• _TEXT TO READ_:

((

“Aaron Copland's Lincoln Portrait" at the Orpheum Theatre -- September 27.
Saturday, September 27, 7 p.m.
Orpheum Theatre, 57 South Kellogg Street, Galesburg IL
In their powerful tribute to American spirit and local legacy, the Knox-Galesburg Symphony will open their 2025-26 season with a powerful performance of Aaron Copland's Lincoln Portrait at Galesburg's Orpheum Theatre, the September 27 concert event presented under the direction of Richard Cangro, and featuring actor Steven Duchrow portraying Carl Sandburg as narrator – a nod to Sandburg’s Grammy-winning 1960 performance.
Lincoln Portrait is a 1942 classical orchestral work written by the American composer Aaron Copland. The work involves a full orchestra, with particular emphasis on the brass section at climactic moments, and is narrated with the reading of excerpts of Abraham Lincoln's great documents, including the Gettysburg Address. The work originated after conductor Andre Kostelanetz commissioned Copland to write a musical portrait of an "eminent American" for the New York Philharmonic. Copland chose President Abraham Lincoln, and used material from speeches and letters of Lincoln, as well as original folk songs of the period, including "Camptown Races" and "On Springfield Mountain". Copland finished Lincoln Portrait in April 1942, and its first performance was by the Cincinnati Symphony Orchestra in May of 1942, with William Adams as the narrator. Because of his leftist views, however, Copland was eventually blacklisted, and Lincoln Portrait was withdrawn from the 1953 inaugural concert for Dwight D. Eisenhower.
As included at the Los Angeles' Philharmonic's LAPhil.com, site, the following note was written by Copland for the first Boston Symphony performance in 1943: "The first sketches were made in February, and the portrait finished on 16 April 1942. I worked with musical materials of my own with the exception of two songs of the period: the famous 'Camptown Races' which, when used by Lincoln supporters during his Presidential campaign of 1860, was sung to the words, 'We're bound to work all night, bound to work all day. I'll bet my money on the Lincoln hoss…,' and a ballad that was first published in 1840 under the title 'The Pesky Sarpent,' but it is better known today as 'Springfield Mountain.' In neither case is the treatment a literal one. The tunes are used freely in the manner of my use of cowboy songs in Billy the Kid.

))

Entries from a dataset
((

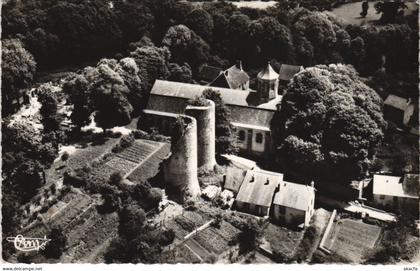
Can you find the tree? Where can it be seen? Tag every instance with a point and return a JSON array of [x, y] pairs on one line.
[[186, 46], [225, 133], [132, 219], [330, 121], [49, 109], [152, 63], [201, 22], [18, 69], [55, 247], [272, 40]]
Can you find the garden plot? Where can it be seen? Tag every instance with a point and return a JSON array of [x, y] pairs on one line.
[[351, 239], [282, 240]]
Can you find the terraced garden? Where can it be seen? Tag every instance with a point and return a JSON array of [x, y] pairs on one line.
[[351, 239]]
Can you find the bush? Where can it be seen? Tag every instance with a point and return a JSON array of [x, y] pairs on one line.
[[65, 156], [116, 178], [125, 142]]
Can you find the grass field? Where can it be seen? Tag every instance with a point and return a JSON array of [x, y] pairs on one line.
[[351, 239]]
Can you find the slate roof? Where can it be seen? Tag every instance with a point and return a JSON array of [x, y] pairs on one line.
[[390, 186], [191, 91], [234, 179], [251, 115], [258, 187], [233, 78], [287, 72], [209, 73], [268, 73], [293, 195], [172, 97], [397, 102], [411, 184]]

))
((

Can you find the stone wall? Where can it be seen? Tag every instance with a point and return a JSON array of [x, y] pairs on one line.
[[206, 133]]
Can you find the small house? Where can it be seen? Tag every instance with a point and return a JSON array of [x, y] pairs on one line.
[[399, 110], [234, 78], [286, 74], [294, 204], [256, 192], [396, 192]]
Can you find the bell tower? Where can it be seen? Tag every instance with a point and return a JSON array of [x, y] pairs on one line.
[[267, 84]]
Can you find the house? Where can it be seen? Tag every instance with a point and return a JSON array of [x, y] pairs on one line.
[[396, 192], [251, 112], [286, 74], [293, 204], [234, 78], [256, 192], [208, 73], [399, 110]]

))

• _AIM A_:
In the listing, copy out the lines verbatim, beginning at the line that has "Can you find the house?" and ending after the line that has "73], [399, 110]]".
• _AIM B_:
Extend the text about Copland's Lincoln Portrait, picking up after its final sentence.
The listing bears no relation to the text about Copland's Lincoln Portrait.

• _ANSWER A_:
Can you find the house? Where can it be seen? Tag every instance with a point and return a JSON array of [x, y] pairs on one line.
[[396, 192], [251, 112], [286, 74], [293, 204], [234, 78], [256, 192], [208, 73], [399, 110]]

• _ANSWER B_:
"The composition is roughly divided into three main sections. In the opening section I wanted to suggest something of the mysterious sense of fatality that surrounds Lincoln's personality. Also, near the end of that section, something of his gentleness and simplicity of spirit. The quick middle section briefly sketches in the background of the times he lived. This merges into the concluding section where my sole purpose was to draw a simple but impressive frame about the words of Lincoln himself."
In addition to Aaron Copland's Lincoln Portrait, the September 27 concert event at the Orpheum Theatre will find the Knox-Galesburg Symphony performing Copland’s stirring Fanfare for the Common Man, Samuel Barber’s deeply moving Adagio for Strings, and George Gershwin’s vibrant An American in Paris. Admission to the 7:30 p.m. performance is $6-36.20, and more information and tickets are available by calling (309)342-2299 and visiting GalesburgOrpheum.org.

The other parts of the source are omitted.